## [Written request]
Copy out the lines of the records below word for word, beginning with the line that contains "of the field" and continuing through the last line of the records.

## [Dataset content]
* * * * * * * * *

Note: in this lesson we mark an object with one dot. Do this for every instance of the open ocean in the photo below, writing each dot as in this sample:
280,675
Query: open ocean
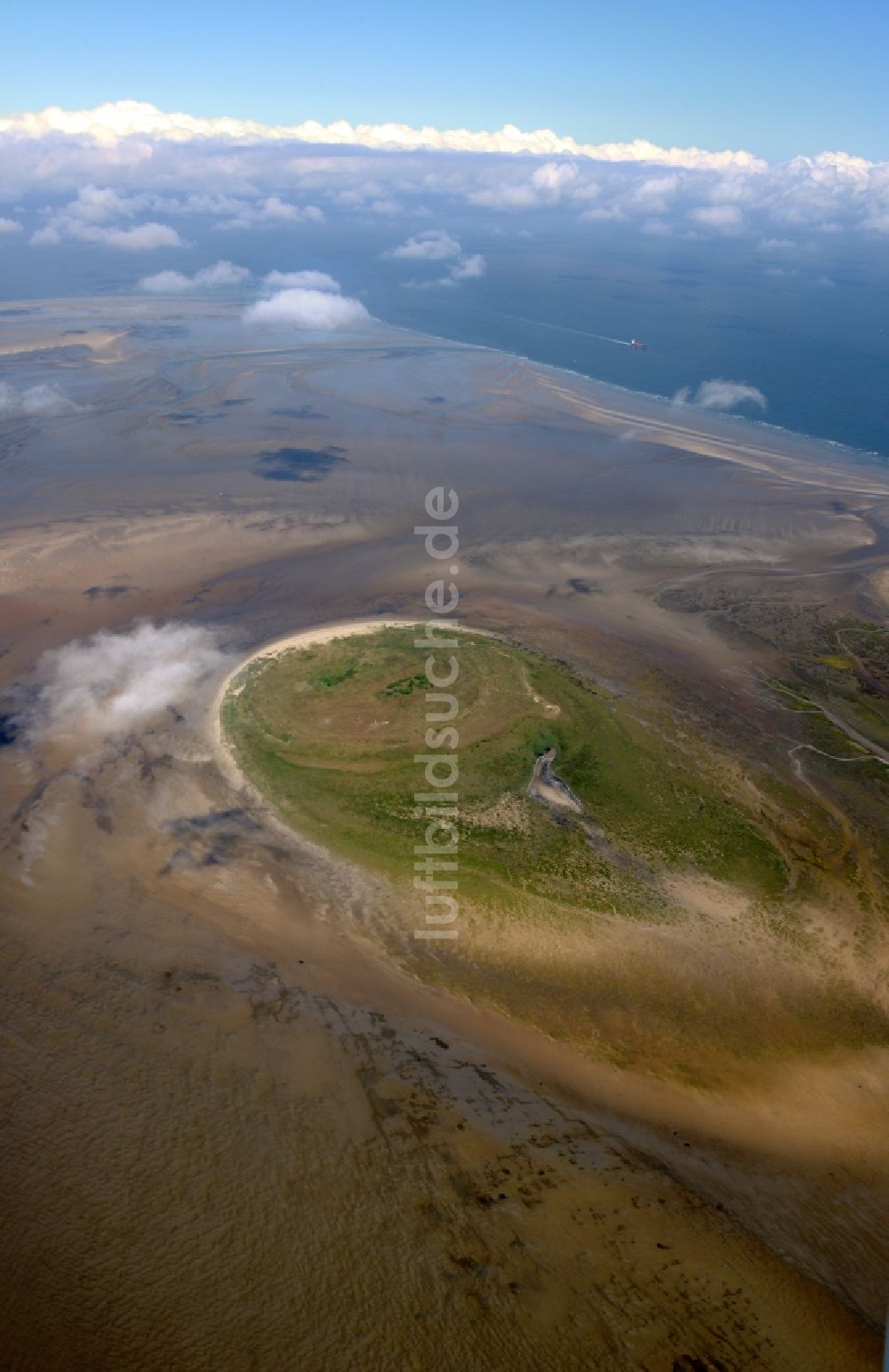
807,327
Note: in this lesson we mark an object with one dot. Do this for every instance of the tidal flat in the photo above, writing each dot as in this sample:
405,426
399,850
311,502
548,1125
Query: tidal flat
250,1122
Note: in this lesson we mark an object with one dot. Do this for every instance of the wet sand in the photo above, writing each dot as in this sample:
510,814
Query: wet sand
239,1135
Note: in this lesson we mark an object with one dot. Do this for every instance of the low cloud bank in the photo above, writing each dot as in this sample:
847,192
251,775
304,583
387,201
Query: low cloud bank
308,309
110,685
33,401
172,283
720,394
439,246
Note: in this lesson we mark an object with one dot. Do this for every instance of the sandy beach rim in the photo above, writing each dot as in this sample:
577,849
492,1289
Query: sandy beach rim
317,634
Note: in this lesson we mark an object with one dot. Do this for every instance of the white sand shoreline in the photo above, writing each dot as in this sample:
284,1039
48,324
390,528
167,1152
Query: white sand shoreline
318,634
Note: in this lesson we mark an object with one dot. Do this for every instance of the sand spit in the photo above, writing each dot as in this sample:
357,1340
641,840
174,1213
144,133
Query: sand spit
237,1135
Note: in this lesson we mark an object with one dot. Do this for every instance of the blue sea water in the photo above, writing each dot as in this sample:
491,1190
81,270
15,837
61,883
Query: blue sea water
807,327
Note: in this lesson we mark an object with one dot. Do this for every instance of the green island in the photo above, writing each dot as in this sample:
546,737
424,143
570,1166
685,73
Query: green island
580,811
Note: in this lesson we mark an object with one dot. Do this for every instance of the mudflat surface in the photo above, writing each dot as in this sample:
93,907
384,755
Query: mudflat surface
243,1129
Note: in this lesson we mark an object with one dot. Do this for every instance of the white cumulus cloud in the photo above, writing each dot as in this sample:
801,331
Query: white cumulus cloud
33,401
173,283
114,123
719,394
305,309
308,280
429,246
106,686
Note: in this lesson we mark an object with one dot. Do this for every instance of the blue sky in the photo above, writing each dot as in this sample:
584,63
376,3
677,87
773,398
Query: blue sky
778,77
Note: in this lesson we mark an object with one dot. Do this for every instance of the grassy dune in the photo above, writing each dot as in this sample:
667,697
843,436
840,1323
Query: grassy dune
585,938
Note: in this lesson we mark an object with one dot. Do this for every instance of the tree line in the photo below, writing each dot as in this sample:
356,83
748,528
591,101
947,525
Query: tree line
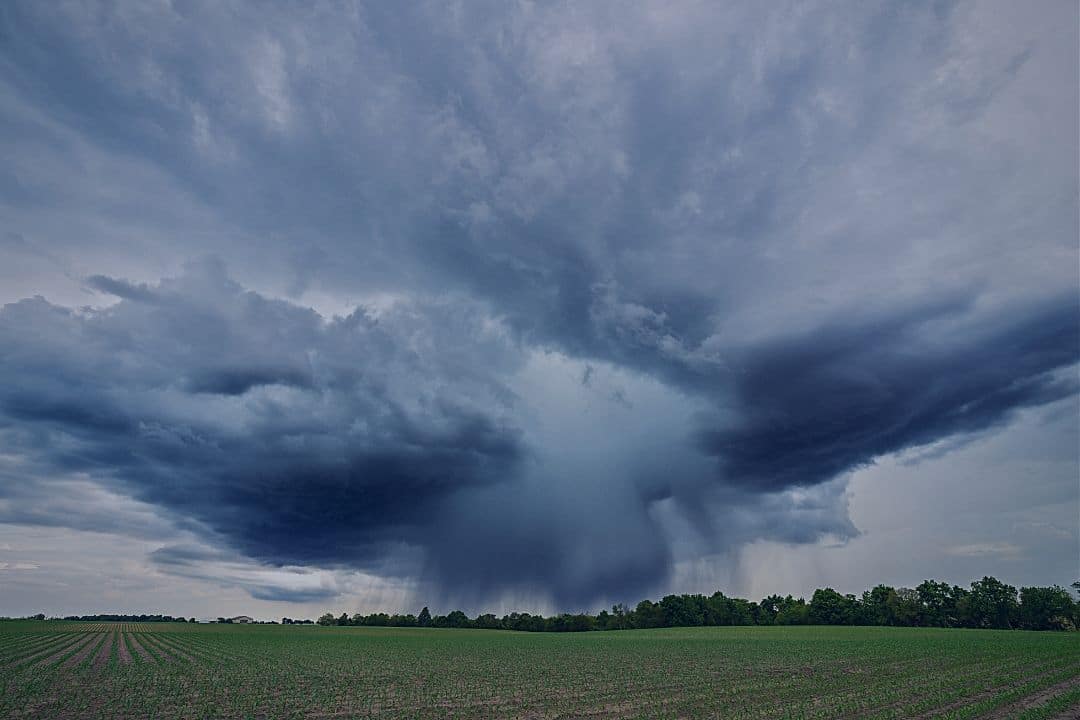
123,619
987,603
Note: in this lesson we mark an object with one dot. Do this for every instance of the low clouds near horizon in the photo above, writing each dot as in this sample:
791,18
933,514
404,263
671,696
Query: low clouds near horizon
535,304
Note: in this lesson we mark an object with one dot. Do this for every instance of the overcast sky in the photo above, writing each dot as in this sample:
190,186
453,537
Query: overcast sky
539,307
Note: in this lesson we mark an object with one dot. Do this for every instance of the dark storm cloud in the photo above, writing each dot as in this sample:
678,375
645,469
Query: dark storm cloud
812,407
328,461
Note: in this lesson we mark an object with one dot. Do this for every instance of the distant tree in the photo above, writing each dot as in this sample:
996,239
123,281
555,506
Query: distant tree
648,614
827,607
487,622
1047,609
993,603
794,612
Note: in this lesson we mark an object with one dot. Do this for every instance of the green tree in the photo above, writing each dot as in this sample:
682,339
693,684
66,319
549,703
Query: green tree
993,603
827,607
1047,609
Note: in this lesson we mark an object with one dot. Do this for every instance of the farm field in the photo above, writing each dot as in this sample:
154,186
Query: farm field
56,669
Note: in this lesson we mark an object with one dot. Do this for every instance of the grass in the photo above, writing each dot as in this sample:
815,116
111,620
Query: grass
288,671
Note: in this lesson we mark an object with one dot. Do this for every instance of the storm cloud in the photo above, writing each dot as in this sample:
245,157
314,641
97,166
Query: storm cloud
522,302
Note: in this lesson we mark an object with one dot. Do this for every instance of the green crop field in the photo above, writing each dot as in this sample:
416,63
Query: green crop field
55,669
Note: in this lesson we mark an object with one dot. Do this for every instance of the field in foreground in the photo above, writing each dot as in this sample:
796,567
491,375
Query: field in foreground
164,670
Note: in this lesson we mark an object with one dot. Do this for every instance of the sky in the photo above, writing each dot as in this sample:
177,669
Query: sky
541,307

* * * * * * * * *

## [Solution to this task]
Note: in this lesson we mark an object with one dot. Do this for every instance of the field in foreground in the photo above, writing each dot as in this sample:
796,567
491,375
Query: field in foreground
164,670
Note: in this lesson we mark an object with one dot. Do this for every instance of the sky in the photo above, writing each dot as in this sample:
177,669
Query: sky
541,307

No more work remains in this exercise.